TASK BRIEF: Reproduce the lines of the listing from the line containing "In which part of the picture is the distant" through the end of the listing, both ends included.

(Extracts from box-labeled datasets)
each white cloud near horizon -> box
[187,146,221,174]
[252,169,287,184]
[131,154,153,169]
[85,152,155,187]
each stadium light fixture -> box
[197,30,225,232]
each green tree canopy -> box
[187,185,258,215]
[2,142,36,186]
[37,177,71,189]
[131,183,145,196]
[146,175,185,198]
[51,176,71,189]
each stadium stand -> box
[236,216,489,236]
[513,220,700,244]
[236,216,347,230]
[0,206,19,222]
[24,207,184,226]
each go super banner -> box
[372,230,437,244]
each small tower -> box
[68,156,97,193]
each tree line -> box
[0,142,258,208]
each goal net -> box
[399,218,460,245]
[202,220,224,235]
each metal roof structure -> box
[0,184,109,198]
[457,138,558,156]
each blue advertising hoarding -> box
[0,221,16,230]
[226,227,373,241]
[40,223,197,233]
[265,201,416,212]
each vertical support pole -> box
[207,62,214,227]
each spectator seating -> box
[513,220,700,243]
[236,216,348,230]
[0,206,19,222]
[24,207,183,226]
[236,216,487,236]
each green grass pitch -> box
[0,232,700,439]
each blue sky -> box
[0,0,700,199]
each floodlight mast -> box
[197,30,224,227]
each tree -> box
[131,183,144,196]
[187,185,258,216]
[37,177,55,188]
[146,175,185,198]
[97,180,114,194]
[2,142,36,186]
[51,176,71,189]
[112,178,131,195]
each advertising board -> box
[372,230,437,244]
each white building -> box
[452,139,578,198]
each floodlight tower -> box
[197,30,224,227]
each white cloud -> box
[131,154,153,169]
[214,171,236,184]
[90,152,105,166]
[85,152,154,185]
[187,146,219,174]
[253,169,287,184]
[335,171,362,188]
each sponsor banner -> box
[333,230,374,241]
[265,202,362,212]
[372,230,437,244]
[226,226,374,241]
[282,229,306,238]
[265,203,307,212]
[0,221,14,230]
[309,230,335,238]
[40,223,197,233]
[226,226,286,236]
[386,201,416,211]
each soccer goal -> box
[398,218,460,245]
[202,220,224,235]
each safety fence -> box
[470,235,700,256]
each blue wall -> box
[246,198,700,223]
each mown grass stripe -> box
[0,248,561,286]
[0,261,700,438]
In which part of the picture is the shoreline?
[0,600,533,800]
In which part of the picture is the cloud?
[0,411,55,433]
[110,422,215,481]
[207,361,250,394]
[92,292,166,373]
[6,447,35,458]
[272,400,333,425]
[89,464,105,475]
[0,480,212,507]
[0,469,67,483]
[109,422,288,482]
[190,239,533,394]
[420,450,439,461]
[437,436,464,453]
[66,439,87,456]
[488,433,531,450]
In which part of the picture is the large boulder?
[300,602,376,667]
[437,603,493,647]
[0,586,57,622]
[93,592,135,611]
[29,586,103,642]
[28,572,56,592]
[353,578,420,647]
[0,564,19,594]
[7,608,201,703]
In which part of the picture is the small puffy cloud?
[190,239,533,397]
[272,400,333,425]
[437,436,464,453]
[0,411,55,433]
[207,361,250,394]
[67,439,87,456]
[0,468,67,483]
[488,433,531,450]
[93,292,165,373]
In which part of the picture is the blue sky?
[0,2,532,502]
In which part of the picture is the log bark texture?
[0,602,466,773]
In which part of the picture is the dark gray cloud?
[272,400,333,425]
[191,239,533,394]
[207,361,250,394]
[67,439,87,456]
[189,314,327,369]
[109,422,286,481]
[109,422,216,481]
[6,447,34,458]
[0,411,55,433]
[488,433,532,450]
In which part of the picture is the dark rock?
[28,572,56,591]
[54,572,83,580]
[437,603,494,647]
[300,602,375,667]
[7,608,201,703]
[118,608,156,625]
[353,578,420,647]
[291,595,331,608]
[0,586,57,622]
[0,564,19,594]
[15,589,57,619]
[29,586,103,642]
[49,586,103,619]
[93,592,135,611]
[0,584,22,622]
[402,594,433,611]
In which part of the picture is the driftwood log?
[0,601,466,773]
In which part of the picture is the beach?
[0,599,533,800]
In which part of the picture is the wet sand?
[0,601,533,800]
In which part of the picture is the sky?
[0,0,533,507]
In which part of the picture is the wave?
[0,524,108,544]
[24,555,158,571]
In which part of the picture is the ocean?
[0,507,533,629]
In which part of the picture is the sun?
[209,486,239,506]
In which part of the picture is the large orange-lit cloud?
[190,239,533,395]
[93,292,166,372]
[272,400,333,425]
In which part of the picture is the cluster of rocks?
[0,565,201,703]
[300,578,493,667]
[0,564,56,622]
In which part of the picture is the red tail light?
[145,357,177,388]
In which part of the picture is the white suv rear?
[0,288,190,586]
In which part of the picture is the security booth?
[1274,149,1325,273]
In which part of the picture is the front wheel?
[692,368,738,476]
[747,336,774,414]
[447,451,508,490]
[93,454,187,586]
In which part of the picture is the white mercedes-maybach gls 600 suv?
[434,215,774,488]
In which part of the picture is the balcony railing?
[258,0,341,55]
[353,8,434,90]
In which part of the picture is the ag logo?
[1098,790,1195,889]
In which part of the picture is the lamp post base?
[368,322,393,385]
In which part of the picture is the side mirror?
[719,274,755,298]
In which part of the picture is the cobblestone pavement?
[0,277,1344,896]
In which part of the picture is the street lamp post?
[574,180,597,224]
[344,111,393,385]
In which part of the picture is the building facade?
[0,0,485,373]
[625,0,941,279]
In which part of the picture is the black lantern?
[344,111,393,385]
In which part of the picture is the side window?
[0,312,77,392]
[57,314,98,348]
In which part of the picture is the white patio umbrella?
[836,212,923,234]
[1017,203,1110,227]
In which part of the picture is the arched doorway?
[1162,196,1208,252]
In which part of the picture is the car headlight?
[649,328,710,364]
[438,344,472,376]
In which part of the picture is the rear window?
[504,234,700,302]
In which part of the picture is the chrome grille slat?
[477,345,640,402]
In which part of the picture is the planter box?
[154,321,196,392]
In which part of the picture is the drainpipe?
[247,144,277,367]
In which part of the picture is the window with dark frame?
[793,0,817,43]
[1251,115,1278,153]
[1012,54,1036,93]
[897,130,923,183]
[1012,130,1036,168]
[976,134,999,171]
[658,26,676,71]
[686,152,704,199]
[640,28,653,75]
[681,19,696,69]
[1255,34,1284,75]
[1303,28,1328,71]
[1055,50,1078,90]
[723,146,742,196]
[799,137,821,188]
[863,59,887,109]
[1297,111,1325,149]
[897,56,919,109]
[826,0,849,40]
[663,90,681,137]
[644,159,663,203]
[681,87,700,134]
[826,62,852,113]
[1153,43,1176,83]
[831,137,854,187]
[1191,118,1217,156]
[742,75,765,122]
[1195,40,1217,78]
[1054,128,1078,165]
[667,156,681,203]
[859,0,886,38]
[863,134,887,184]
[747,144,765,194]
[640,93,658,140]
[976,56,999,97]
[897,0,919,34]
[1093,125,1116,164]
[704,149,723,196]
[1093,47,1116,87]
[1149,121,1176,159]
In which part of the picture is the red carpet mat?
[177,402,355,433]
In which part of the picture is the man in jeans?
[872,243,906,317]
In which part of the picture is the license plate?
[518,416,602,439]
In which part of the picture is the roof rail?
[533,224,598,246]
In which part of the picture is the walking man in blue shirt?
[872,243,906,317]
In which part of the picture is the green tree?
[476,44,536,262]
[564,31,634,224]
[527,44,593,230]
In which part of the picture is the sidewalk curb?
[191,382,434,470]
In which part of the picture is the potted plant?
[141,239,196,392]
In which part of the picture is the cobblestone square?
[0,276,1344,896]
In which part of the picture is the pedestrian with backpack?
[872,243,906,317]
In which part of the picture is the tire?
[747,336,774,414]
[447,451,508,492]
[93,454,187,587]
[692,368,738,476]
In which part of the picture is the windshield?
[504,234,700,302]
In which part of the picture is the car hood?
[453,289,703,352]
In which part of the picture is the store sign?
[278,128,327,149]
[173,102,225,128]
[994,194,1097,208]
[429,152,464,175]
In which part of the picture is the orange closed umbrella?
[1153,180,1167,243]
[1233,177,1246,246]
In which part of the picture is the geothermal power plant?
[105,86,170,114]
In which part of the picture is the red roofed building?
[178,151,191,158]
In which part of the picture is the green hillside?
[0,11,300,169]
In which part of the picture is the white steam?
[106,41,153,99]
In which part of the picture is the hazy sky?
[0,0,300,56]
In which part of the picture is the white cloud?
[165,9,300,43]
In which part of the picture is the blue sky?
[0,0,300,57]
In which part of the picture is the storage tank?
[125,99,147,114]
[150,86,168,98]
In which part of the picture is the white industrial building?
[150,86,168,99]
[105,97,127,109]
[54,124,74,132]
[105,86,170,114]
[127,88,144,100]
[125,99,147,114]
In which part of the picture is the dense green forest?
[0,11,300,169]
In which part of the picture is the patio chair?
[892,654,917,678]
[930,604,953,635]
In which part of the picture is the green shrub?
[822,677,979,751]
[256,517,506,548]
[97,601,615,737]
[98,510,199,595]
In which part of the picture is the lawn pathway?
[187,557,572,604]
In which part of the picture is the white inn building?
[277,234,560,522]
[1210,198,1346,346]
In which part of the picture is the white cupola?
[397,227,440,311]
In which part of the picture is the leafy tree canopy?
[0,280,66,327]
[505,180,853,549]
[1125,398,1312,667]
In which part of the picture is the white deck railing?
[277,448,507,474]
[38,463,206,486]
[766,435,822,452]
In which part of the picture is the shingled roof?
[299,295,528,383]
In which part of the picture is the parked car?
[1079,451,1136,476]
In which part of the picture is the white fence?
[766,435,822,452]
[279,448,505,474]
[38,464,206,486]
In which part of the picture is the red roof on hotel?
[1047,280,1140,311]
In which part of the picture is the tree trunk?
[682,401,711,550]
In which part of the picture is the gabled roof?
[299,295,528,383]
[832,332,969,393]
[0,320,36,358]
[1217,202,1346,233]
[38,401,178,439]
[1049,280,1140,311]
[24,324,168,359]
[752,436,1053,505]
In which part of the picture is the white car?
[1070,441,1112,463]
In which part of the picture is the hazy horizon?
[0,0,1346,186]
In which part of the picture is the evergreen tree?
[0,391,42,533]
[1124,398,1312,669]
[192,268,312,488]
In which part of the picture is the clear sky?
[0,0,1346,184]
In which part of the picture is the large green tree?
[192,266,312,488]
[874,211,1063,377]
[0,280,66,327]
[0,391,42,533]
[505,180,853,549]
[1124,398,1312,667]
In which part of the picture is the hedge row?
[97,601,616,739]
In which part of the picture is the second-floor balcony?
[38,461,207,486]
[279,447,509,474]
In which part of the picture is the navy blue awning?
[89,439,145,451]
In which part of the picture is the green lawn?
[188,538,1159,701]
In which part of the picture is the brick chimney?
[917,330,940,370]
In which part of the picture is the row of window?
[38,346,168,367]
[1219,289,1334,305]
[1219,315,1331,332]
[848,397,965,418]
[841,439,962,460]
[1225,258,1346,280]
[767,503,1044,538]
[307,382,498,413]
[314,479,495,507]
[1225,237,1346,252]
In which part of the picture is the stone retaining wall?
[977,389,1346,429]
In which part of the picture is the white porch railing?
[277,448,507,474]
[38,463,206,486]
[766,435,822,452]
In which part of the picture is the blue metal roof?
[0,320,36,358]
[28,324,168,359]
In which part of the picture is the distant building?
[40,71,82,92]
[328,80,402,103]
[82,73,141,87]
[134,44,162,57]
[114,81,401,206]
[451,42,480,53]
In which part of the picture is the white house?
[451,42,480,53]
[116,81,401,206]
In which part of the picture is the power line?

RESPONSE:
In which part of the picture is the distant building?
[40,71,82,92]
[328,80,402,103]
[82,73,141,87]
[134,44,162,57]
[114,81,401,206]
[451,42,480,53]
In which part of the picture is the white house?
[451,42,480,53]
[116,81,401,206]
In which part of the picture is the power line?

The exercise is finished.